1941 saw the premiere of Paul Bunyan – part operetta, part would-be Broadway musical, setting a libretto by Britten’s compatriot and fellow-exile, WH Auden, and staged at New York’s Columbia University. Although well performed, this did not catch on with either press or public. A disappointed Britten visited California, where he and Pears came across a copy of the BBC magazine The Listener. This featured an article by EM Forster about the Suffolk poet George Crabbe (1754-1832), author of a verse tale about an outcast local fisherman, Peter Grimes. It was a key moment for Britten, whose desire to return home was now unstoppable. He and Pears got a passage on a merchant ship in a wartime convoy, and sailed from New York in March 1942.

Why is it called a ‘Ceremony’?

The work begins and ends with a plainchant Procession and Recession that the choir enter and leave the stalls or concert hall to. The eighth movement, meanwhile, is an Interlude for the harp alone.

Data listing:
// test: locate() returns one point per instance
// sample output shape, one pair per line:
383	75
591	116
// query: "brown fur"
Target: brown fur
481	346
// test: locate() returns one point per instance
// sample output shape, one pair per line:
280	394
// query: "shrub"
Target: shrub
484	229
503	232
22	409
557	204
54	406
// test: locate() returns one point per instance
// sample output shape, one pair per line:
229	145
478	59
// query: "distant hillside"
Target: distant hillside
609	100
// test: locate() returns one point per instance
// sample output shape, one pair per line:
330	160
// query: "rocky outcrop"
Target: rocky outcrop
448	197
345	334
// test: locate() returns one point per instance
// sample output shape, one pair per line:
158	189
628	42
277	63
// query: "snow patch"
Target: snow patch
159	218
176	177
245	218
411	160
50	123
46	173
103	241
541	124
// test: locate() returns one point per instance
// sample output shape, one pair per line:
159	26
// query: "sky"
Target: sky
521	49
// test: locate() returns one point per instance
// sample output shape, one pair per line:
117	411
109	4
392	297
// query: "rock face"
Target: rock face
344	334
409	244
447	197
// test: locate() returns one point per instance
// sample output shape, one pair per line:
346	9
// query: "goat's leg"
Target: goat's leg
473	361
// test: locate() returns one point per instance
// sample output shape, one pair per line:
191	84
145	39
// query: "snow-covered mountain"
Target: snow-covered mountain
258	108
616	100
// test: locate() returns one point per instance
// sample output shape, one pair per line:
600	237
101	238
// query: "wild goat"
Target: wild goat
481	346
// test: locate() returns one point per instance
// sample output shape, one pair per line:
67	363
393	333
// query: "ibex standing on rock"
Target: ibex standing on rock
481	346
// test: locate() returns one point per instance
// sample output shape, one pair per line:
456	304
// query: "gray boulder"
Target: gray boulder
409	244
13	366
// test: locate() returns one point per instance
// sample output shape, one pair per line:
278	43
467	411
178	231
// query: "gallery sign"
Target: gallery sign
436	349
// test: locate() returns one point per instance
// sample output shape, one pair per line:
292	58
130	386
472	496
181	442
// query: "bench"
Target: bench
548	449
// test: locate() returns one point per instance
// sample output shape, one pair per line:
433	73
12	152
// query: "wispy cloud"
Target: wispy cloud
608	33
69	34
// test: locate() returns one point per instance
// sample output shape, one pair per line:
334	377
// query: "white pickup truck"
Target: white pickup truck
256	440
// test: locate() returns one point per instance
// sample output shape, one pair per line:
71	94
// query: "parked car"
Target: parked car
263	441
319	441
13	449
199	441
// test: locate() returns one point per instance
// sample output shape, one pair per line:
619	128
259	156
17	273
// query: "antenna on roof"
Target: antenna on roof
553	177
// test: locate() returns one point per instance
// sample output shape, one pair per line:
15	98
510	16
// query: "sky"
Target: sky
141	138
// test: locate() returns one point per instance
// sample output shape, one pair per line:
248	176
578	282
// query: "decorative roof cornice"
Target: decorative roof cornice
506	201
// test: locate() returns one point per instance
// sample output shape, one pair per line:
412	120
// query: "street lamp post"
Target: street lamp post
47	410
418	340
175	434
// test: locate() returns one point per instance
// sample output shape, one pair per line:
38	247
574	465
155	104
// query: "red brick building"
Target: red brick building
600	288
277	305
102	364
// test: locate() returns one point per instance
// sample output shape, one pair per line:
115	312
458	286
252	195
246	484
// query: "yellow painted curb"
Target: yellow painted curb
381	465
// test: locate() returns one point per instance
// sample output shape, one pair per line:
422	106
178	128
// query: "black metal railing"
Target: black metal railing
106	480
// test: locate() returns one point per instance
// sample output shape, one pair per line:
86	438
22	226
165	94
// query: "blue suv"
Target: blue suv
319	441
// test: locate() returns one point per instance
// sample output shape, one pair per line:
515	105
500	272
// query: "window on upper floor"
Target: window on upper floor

Given task: Continue the Britten passage, picking up after its last sentence.

Exercise answer:
And where do the texts for A Ceremony of Carols come from?

Shortly after the Axel Johnson left the US, it docked briefly in Halifax, Nova Scotia. It was while browsing in a bookshop there that Britten found a copy of The English Galaxy of Shorter Poems, compiled by Gerald Bullett. The poems in it fired his imagination to write a Christmas work.

What performers is it written for?

A Ceremony of Carols is for three lines of either boy trebles or female sopranos, plus a harp. Britten originally scored it for women’s voices, but then had second thoughts after the debut performance in December 1942. The revised, and published, version was first sung by the Morriston Boys’ Choir the following Christmas.

What are the best recordings of Britten’s A Ceremony of Carols?

There are many good recordings. For a version with boys’ voices, try the 1990 recording by the Choir of King’s College, Cambridge (Argo)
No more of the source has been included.